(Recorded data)
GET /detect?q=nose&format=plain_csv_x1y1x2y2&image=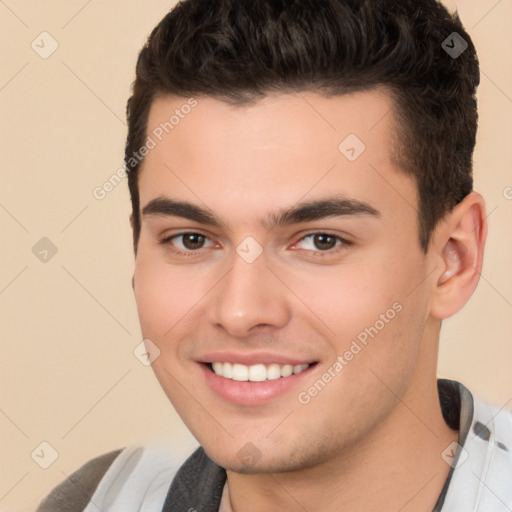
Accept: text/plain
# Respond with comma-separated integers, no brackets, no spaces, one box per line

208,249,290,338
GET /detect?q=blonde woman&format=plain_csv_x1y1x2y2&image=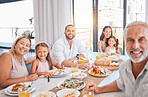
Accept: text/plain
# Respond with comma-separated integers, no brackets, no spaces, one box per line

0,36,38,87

» AIM OF THE EXERCISE
Convert every line of the rows above into a JSON list of strings, one string per line, skipping blank lines. Leave the pictures out of your answer.

» RESULT FOR THIS EXERCISE
[
  "GET /detect?q=nose&format=plain_csv_x1y1x2y2&image=",
  "Accept: text/plain",
  "# Respond with comma-separated integers, no brackets, no spaces, one box per line",
  "208,249,290,338",
  "GET /detect?q=blonde woman&format=plain_csv_x1y1x2y2&image=",
  "Accept: text/plain",
  "# Respond with comma-separated integers, no brackets, no spaces, one box per line",
  "0,36,38,87"
]